=== EXERCISE PASSAGE ===
= Natty Hollmann =

Argentine philanthropist (1939–2021)

Natty Hollmann (1939 – 26 July 2021), also known by her married name Natty Petrosino, was an Argentine philanthropist and humanitarian known for her advocacy and work for the indigent.

==Early life==
Hollmann was born in July 1939, in Bahía Blanca, Argentina, to Volga German parents. She became a successful fashion model in the 1960s, and acted in a number of minor roles in Argentine cinema and television, where one of her closest friends was Susana Giménez (later a ratings leader on Argentine television). She studied at the University of Buenos Aires, enrolling at the schools of Medicine and Sociology, and obtaining a degree in the latter discipline, following which she met a prominent local businessman. She became Natty Petrosino and settled into married life, having two children and living as a well-to-do housewife.

At the age of 28, however, an operation resulted in her being declared clinically dead, leading to a mystical experience from which she awakened, resolved to devote herself to the poor, leaving her upscale life and donating her estate to assist the indigent. She became interested, in particular, in the area's marginalized native peoples.

== Work as a humanitarian ==
Argentina, a country with a white majority and with a strong European influence, is also home to numerous communities of Aborigines who, for the most part, live in very poor conditions. She began her humanitarian labour among them, providing shelter and nutritional, medical, educational and other assistance with her own funds and through donations, living in a small recreational vehicle received as a gift.

She established the Saint Francis of Assisi Home for Pilgrims in 1978, extending the reach of her efforts to the mentally handicapped and homeless AIDS victims, and growing to serve an average of 7,000 hot meals daily. An encounter with the Argentine Ambassador in Russia also led to a stay in that country during the early 1990s, helping build housing during the turmoil that followed the collapse of the Soviet Union. She left the daily operation of the home to the local archdiocese in the mid 1990s, becoming an itinerant charity worker. Her travels took her to impoverished communities of Mapuches in Patagonia and Mendoza Province, Wichís in Chaco Province, and to Tucumán and Formosa Provinces (among the country's poorest), where she spent a decade. Followed by her mobile clinic, she and her assistants combated trypanosomiasis and completed numerous clinics, schools, wells, and homes, establishing a number of villages outright.

Petrosino became known also for her animal rights advocacy, keeping scores of abandoned dogs and cats.

=== ENTRIES PROVIDED ===

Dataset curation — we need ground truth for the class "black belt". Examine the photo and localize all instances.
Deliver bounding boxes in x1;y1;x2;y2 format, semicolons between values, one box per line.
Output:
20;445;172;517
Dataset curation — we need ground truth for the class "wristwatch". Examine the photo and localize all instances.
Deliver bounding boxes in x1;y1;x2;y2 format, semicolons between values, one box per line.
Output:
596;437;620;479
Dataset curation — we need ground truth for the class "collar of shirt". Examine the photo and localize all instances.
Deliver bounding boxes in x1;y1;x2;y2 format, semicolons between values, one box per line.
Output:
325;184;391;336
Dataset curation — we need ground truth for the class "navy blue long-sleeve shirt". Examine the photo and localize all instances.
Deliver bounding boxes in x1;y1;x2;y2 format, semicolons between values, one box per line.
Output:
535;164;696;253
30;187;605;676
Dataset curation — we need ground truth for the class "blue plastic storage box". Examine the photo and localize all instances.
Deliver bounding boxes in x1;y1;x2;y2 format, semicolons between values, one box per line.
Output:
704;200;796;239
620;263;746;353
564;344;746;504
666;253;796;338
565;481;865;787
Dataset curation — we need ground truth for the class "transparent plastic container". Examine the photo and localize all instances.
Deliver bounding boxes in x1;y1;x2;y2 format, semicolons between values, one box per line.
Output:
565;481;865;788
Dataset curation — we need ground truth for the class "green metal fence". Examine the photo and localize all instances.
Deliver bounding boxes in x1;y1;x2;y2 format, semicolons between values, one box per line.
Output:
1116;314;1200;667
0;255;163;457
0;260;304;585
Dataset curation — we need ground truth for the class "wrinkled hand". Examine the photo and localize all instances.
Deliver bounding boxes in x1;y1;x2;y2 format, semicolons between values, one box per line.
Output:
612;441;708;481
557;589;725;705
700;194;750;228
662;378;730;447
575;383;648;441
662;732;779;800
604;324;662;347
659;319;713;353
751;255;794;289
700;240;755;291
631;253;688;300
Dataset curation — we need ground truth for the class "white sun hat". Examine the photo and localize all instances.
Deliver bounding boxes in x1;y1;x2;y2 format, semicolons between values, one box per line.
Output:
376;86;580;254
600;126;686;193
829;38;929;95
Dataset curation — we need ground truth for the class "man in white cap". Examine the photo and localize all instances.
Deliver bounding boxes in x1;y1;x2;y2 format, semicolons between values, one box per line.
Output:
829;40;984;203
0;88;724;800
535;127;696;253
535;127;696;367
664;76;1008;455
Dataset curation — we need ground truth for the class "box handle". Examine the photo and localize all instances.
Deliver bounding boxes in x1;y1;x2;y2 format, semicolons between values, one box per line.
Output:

=== PROBLEMS TO SOLVE ===
a) Summarize the Natty Hollmann biography in two sentences.
b) Please quote the Natty Hollmann biography starting with "Natty Hollmann (1939" and going on through "for the indigent.".

=== RESPONSES PER TASK ===
a) Natty Hollmann, an Argentine philanthropist born in Bahía Blanca in 1939, was a fashion model who married a prominent businessman and lived as a well-to-do housewife until, at 28, being declared clinically dead during an operation led her to devote herself and her estate to the poor. She founded the Saint Francis of Assisi Home for Pilgrims in 1978, later worked as an itinerant charity worker among impoverished communities, building clinics, schools, wells, and homes, and also kept scores of abandoned dogs and cats.

b)
Natty Hollmann (1939 – 26 July 2021), also known by her married name Natty Petrosino, was an Argentine philanthropist and humanitarian known for her advocacy and work for the indigent.